### PASSAGE GIVEN
· · · · ·

The decode phase examines the instruction in order to figure out what the microarchitecture is being asked to do. This looks at the opcode and tries to understand what has to be done.

Evaluate Address

This phase computes the address of memory location that is needed to process the instruction. So anytime an address is specified in the instruction, this loads that data into a register. Some operations doesn't require any data to be read from memory (such as ADD and AND) and in those cases the evaluate address phase is not needed.

Fetch Operands

This phase obtains the source operands needed to process the instruction. For example, in the LD ( load instruction ) this phase would take two steps; loading MAR with the address calculated in the EVALUATE ADDRESS phase and reading memory that resulted in the source operand being placed in MDR.

In most current microprocessors, this phase (for the ADD instruction) can be done at the same time the instruction is being executed (the fifth phase of the instruction cycle). How this is done is not covered here and is something I look forward to looking into.

Execute

This phase carries out the execution of the instruction.

Store Result

The result is written to its designated destination. In the case of the ADD instruction, in many computers, this action is performed during the EXECUTE phase. That is, many computers, an ADD instruction can fetch its source operands, perform the ADD in the ALU, and store the result in the destination register all in a single clock cycle. A separate STORE RESULT phase is not needed.

Coding programs for the LC3

What is the LC3

The LC3 actually just a program written in Java that simulates an actual computer at the level of the processor. This is similar to that of Intel x86-64 but in the case of such real architectures there are many instructions (100s) and more complicated than something like the LC3 which just has 16 instructions. The LC3 makes learning binary and assembly language easier.

The LC3 ISA

LC3 ISA

These are the set of instructions that are used when trying to program the LC3 computer.

Each of these will be talked about later.

Here's a key in case the chart is too cryptic - DR: Destination Register. - SR: Source Register. - imm5: a signed int value of 5 bits for immediate adding. - PCoffset9: a signed int value of 9 bits for moving the Program counter. - BaseR: base register. - n,z,p (in BR): This check is for the last condition code to check if it's negative, zero, or positive. Things marked with + modify the condition code. - trapvect8: Unsure at this point.

· · · · ·

### SUPPLIED RECORDS
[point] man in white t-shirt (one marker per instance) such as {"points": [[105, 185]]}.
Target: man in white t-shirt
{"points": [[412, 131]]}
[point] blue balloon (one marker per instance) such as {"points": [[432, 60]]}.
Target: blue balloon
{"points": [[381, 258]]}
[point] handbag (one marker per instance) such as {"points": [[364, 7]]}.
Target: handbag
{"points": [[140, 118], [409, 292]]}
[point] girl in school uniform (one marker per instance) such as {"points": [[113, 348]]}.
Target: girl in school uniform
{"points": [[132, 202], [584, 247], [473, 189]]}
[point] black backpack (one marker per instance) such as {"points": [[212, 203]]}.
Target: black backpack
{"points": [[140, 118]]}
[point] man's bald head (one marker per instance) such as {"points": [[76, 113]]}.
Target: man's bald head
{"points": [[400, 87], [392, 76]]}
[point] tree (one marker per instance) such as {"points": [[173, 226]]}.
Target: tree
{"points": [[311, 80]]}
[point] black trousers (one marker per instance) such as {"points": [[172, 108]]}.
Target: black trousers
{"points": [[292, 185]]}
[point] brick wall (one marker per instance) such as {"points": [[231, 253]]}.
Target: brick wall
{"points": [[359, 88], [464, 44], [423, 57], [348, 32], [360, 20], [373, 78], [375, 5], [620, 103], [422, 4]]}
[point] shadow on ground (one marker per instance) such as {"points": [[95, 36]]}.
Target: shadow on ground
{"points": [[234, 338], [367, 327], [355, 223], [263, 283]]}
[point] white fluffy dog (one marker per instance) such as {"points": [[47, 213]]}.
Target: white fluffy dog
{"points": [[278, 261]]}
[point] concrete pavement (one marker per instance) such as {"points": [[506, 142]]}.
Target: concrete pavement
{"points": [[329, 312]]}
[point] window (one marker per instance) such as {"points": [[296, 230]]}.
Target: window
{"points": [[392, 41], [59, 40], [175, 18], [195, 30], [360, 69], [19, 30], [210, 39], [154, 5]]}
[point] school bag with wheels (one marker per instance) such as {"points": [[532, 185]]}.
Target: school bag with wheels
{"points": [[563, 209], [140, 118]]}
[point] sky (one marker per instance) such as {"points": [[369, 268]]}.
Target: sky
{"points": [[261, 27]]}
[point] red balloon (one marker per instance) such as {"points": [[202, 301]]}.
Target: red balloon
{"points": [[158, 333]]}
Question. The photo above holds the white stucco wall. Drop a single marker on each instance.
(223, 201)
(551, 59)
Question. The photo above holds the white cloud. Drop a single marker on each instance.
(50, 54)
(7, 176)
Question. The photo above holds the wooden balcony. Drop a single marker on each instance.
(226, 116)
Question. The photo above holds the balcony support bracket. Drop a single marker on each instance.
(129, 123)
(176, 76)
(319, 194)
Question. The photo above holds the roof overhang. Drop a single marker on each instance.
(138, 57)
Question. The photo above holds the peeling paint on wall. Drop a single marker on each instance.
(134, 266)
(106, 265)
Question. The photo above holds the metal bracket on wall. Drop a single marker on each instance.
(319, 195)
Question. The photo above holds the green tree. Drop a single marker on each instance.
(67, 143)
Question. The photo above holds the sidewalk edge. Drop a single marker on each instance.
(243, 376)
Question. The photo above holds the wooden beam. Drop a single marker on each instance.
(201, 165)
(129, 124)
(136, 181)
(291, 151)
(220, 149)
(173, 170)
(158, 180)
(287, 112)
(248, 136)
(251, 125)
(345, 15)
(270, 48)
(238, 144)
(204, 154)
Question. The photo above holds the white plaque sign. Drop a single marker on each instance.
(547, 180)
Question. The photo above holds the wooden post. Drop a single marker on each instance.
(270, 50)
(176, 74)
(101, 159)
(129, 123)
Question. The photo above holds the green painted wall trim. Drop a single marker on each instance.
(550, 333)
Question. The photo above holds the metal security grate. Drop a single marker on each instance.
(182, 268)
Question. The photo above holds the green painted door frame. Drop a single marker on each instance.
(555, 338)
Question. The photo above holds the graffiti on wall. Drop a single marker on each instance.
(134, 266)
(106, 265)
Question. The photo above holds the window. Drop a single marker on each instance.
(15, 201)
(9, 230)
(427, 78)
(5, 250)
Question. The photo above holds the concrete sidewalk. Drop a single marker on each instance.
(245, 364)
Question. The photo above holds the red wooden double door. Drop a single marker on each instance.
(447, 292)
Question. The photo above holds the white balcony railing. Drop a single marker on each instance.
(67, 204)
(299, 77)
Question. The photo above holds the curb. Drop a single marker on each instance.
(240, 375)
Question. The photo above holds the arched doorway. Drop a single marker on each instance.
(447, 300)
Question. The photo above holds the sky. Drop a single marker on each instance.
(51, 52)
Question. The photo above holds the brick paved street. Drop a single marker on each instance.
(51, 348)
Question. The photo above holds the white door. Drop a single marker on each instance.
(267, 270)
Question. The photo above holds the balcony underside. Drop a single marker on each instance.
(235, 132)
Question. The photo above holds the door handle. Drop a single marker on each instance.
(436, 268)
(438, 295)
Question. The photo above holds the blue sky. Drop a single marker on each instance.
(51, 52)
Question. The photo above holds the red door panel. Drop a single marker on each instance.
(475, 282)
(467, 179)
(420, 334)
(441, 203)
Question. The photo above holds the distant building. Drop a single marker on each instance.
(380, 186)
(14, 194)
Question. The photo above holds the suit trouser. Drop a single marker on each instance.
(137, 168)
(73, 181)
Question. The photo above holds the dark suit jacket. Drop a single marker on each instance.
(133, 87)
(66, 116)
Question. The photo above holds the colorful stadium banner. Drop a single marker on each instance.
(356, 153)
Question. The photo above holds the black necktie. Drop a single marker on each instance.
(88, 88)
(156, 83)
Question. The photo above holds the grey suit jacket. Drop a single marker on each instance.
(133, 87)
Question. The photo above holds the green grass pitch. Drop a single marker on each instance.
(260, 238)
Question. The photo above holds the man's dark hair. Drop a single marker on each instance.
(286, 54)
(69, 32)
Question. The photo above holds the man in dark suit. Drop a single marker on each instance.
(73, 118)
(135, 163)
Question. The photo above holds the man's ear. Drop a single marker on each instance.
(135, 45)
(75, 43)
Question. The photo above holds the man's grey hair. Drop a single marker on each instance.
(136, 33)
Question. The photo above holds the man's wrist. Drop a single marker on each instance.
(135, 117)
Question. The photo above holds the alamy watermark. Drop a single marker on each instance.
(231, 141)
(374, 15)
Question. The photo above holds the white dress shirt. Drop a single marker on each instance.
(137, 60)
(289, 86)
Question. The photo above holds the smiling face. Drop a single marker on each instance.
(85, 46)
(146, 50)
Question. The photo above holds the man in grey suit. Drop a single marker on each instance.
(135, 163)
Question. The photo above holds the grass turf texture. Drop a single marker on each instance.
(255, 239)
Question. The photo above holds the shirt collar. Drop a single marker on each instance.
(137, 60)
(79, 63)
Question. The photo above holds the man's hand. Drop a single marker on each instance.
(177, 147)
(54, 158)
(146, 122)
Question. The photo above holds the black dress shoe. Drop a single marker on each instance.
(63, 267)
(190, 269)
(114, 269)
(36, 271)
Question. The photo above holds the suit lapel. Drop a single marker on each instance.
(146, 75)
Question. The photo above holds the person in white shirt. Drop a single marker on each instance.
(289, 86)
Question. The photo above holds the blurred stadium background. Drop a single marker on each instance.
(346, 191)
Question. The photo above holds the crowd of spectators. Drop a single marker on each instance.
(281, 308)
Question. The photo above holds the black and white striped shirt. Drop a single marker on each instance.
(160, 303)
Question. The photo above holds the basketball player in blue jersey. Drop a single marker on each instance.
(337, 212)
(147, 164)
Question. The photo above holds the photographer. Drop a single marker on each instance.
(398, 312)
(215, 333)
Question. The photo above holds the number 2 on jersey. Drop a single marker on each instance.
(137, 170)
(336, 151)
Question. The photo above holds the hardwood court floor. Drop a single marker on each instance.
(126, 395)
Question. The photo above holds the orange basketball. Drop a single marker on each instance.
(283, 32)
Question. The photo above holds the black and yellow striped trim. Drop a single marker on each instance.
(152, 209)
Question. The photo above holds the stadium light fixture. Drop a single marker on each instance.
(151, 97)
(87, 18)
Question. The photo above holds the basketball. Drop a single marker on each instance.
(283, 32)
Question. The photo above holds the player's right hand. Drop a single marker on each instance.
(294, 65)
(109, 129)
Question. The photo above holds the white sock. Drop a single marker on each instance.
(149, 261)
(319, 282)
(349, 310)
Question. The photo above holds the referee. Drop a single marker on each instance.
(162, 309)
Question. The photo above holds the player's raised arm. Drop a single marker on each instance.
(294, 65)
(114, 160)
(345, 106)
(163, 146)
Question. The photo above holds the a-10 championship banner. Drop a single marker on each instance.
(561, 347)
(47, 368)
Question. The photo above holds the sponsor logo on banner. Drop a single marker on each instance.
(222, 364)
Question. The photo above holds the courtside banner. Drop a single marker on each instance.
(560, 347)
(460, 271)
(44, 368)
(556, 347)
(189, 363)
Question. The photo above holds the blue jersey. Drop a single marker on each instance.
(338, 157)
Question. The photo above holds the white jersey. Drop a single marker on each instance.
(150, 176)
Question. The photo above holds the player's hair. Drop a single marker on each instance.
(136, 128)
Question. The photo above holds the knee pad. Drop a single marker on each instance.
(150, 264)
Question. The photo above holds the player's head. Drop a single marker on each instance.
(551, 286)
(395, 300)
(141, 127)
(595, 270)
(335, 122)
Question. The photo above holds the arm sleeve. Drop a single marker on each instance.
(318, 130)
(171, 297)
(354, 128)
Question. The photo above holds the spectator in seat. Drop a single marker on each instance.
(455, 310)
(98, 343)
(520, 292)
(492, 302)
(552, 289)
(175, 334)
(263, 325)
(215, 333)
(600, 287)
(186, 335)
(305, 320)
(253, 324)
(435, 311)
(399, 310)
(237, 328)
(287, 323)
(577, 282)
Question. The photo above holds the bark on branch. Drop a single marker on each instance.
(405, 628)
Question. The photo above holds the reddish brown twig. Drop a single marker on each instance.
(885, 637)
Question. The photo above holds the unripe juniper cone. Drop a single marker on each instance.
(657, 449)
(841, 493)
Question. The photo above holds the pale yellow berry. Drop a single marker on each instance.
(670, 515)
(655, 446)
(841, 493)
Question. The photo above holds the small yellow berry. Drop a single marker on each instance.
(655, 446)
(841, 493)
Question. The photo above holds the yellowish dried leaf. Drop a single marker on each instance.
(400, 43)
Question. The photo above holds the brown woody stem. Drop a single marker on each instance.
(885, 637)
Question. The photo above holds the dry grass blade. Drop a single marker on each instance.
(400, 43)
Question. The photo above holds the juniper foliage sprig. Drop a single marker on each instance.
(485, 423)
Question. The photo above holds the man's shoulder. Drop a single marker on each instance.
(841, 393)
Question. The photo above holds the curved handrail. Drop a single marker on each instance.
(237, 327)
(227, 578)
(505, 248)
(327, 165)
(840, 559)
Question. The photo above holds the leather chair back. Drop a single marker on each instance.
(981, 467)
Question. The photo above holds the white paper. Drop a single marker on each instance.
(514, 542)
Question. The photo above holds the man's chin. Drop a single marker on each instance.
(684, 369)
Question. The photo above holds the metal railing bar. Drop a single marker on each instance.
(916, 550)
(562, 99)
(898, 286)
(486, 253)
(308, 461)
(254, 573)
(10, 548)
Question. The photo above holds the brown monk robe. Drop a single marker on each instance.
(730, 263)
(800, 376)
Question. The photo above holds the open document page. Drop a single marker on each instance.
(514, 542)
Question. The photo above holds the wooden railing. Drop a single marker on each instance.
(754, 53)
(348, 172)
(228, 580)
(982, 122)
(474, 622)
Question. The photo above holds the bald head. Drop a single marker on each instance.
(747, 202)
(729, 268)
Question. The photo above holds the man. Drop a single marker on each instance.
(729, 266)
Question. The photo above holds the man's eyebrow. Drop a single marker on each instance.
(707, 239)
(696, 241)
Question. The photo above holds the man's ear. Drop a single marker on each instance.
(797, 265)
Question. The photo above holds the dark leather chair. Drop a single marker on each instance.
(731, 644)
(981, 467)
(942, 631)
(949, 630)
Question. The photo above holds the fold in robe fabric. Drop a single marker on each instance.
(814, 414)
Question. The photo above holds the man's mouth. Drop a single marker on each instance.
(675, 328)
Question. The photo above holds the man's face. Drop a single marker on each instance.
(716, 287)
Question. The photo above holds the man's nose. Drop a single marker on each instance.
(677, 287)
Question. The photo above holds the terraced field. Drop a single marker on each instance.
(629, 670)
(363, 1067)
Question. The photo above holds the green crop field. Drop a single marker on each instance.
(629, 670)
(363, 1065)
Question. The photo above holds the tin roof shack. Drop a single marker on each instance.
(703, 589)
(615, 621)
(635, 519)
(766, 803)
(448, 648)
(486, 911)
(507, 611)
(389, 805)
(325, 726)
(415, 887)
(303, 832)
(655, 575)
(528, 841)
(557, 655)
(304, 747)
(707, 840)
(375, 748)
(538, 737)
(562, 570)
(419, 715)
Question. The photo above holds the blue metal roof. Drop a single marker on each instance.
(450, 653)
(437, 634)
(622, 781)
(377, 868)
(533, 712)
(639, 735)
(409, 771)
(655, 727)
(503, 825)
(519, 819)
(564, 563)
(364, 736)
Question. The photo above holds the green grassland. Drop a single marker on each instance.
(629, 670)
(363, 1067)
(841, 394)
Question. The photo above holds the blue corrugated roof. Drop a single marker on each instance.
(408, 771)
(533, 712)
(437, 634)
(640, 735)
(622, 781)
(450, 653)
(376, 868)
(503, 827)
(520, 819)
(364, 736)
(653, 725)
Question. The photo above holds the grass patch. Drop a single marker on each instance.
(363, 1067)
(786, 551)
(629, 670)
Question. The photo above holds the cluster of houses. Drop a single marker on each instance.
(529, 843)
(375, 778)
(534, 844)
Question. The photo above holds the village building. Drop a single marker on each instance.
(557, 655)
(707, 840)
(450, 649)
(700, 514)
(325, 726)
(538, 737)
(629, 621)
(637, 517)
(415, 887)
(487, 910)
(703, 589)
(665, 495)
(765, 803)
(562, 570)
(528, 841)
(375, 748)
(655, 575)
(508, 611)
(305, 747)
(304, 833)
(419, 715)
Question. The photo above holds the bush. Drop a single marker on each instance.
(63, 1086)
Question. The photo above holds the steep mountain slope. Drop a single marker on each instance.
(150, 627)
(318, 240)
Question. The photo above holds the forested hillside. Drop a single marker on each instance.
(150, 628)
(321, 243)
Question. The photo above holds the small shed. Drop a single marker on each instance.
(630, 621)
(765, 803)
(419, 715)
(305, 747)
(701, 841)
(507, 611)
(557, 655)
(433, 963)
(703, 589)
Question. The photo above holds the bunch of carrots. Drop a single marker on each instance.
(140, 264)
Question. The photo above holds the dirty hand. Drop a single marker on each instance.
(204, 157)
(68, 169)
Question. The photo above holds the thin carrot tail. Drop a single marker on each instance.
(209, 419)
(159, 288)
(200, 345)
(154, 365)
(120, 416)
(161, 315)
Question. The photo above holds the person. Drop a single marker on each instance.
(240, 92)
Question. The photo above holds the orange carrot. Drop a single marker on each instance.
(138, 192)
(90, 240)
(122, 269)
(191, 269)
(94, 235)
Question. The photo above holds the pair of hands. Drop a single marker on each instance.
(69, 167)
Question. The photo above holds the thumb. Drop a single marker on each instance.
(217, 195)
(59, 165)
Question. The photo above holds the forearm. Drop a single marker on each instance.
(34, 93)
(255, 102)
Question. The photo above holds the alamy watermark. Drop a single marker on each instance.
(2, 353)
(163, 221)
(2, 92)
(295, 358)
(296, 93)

· · · · ·

Reproduce everything in the instruction-cycle notes from "The result is" down to "RESULT phase is not needed.", substituting "arithmetic logic unit" for "ALU".

### THE COMPLETED TASK
The result is written to its designated destination. In the case of the ADD instruction, in many computers, this action is performed during the EXECUTE phase. That is, many computers, an ADD instruction can fetch its source operands, perform the ADD in the arithmetic logic unit, and store the result in the destination register all in a single clock cycle. A separate STORE RESULT phase is not needed.